# WHAT YOU ARE ASKED TO DO
Show each line of the records below that contains the string "trunk".
▬▬▬▬▬▬▬▬▬▬
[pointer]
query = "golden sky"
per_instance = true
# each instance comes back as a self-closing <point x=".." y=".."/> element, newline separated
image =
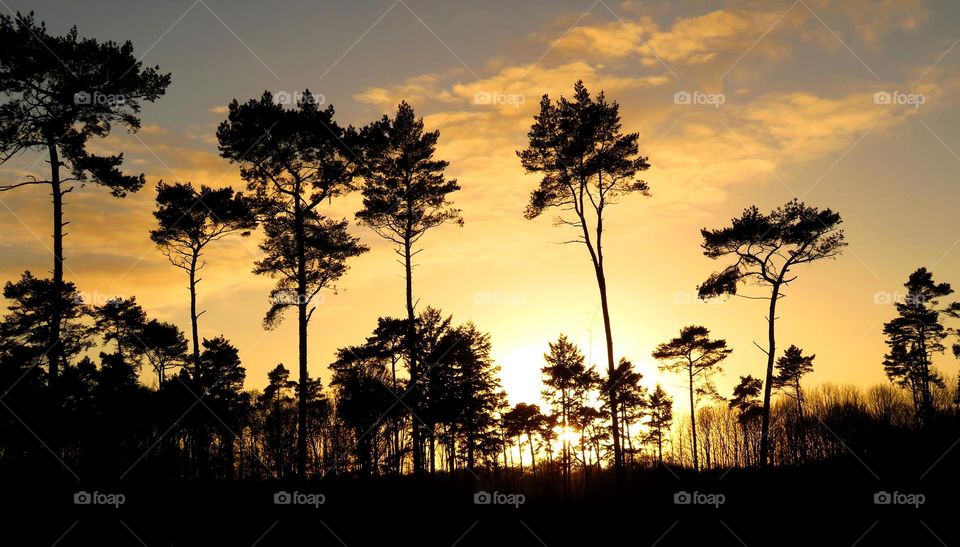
<point x="798" y="117"/>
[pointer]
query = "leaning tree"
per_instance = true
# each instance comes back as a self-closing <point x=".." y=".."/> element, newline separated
<point x="586" y="163"/>
<point x="915" y="335"/>
<point x="765" y="248"/>
<point x="61" y="92"/>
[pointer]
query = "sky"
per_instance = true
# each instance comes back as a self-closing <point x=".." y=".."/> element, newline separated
<point x="849" y="105"/>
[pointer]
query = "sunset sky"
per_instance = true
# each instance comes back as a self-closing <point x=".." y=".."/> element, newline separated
<point x="799" y="118"/>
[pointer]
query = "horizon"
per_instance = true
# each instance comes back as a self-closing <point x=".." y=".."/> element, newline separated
<point x="799" y="118"/>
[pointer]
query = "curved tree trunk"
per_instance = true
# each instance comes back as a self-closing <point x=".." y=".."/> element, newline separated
<point x="416" y="436"/>
<point x="55" y="348"/>
<point x="693" y="421"/>
<point x="302" y="339"/>
<point x="767" y="384"/>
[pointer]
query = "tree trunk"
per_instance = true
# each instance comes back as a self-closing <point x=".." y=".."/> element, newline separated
<point x="767" y="384"/>
<point x="611" y="370"/>
<point x="299" y="222"/>
<point x="693" y="420"/>
<point x="194" y="328"/>
<point x="533" y="458"/>
<point x="412" y="357"/>
<point x="55" y="352"/>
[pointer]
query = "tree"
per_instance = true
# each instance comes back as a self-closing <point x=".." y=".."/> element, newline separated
<point x="164" y="346"/>
<point x="791" y="367"/>
<point x="188" y="220"/>
<point x="631" y="397"/>
<point x="745" y="400"/>
<point x="219" y="381"/>
<point x="766" y="247"/>
<point x="586" y="163"/>
<point x="275" y="402"/>
<point x="661" y="417"/>
<point x="525" y="419"/>
<point x="30" y="319"/>
<point x="405" y="194"/>
<point x="121" y="320"/>
<point x="475" y="388"/>
<point x="61" y="92"/>
<point x="568" y="381"/>
<point x="294" y="160"/>
<point x="362" y="400"/>
<point x="914" y="336"/>
<point x="693" y="353"/>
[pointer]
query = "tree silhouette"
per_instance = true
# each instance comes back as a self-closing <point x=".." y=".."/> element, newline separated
<point x="219" y="381"/>
<point x="294" y="160"/>
<point x="188" y="220"/>
<point x="363" y="399"/>
<point x="586" y="163"/>
<point x="791" y="367"/>
<point x="405" y="194"/>
<point x="631" y="396"/>
<point x="661" y="417"/>
<point x="526" y="420"/>
<point x="745" y="401"/>
<point x="121" y="320"/>
<point x="276" y="403"/>
<point x="164" y="346"/>
<point x="693" y="353"/>
<point x="914" y="336"/>
<point x="568" y="380"/>
<point x="61" y="92"/>
<point x="766" y="247"/>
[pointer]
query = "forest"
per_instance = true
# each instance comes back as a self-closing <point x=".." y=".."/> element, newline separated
<point x="104" y="391"/>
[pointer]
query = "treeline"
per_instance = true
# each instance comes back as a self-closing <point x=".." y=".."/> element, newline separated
<point x="421" y="394"/>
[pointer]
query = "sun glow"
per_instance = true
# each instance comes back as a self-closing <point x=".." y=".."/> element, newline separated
<point x="567" y="435"/>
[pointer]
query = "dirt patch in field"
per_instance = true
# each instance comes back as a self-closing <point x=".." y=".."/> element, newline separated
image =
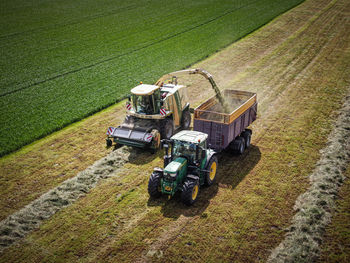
▬▬▬▬▬▬▬▬▬▬
# WRITTEN SOLUTION
query = "curved tree trunk"
query = "tree trunk"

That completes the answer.